# Information provided start
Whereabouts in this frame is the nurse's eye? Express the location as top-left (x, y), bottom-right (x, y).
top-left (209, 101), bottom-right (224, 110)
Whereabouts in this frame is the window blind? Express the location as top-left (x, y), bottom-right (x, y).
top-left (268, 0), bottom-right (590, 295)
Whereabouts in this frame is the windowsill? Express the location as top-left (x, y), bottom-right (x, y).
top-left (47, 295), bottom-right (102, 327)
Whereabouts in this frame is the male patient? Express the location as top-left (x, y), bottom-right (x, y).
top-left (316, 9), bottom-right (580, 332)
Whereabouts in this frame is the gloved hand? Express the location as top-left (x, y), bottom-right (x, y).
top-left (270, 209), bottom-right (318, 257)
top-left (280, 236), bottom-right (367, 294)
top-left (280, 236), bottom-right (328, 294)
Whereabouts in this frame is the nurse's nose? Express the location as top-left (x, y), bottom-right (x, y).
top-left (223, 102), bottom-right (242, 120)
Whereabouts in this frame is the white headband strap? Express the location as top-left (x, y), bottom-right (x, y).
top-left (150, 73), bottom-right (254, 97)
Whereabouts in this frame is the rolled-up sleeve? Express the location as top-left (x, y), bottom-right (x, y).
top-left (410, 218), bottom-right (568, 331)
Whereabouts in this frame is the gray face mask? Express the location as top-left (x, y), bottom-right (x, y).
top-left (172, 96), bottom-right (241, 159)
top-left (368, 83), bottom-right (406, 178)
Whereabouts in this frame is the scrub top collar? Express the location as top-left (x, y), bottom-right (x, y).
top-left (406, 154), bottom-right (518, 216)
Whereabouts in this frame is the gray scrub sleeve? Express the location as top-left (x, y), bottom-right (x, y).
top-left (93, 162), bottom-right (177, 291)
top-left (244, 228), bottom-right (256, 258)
# Information provided end
◆ Stated goal: Write out every one of the lines above verbatim.

◆ Output:
Whereabouts in this frame is the nurse's eye? Express the location as top-left (x, y), bottom-right (x, y).
top-left (209, 101), bottom-right (224, 110)
Whereabouts in this frame is the window blind? Express the location as top-left (x, y), bottom-right (x, y).
top-left (268, 0), bottom-right (590, 295)
Whereabouts in this frame is the windowsill? Express the location as top-left (x, y), bottom-right (x, y).
top-left (47, 295), bottom-right (102, 327)
Whereabouts in this frame is the male patient? Express the location as top-left (x, y), bottom-right (x, y).
top-left (316, 9), bottom-right (580, 332)
Whereabouts in this frame is the gloved hand? Express the location as top-left (x, y), bottom-right (x, y).
top-left (270, 209), bottom-right (318, 257)
top-left (280, 236), bottom-right (367, 294)
top-left (280, 236), bottom-right (328, 294)
Whereabouts in this frame is the nurse's nose? Express the location as top-left (x, y), bottom-right (x, y).
top-left (223, 102), bottom-right (242, 120)
Whereabouts in this frame is the white headband strap? Express the location as top-left (x, y), bottom-right (x, y).
top-left (150, 73), bottom-right (254, 97)
Whereabouts in this frame is the rolled-up sleeve? Express the location as top-left (x, y), bottom-right (x, y).
top-left (410, 218), bottom-right (568, 331)
Whereabouts in this frame is the gray face mask? Express the location as top-left (x, y), bottom-right (x, y).
top-left (172, 96), bottom-right (241, 159)
top-left (368, 83), bottom-right (406, 178)
Whereabouts in this frame is the scrub top collar? Express the location as top-left (x, y), bottom-right (x, y).
top-left (406, 154), bottom-right (518, 216)
Whereabouts in this frame is the gray scrub sleeve? Express the location as top-left (x, y), bottom-right (x, y).
top-left (93, 162), bottom-right (177, 291)
top-left (244, 228), bottom-right (256, 258)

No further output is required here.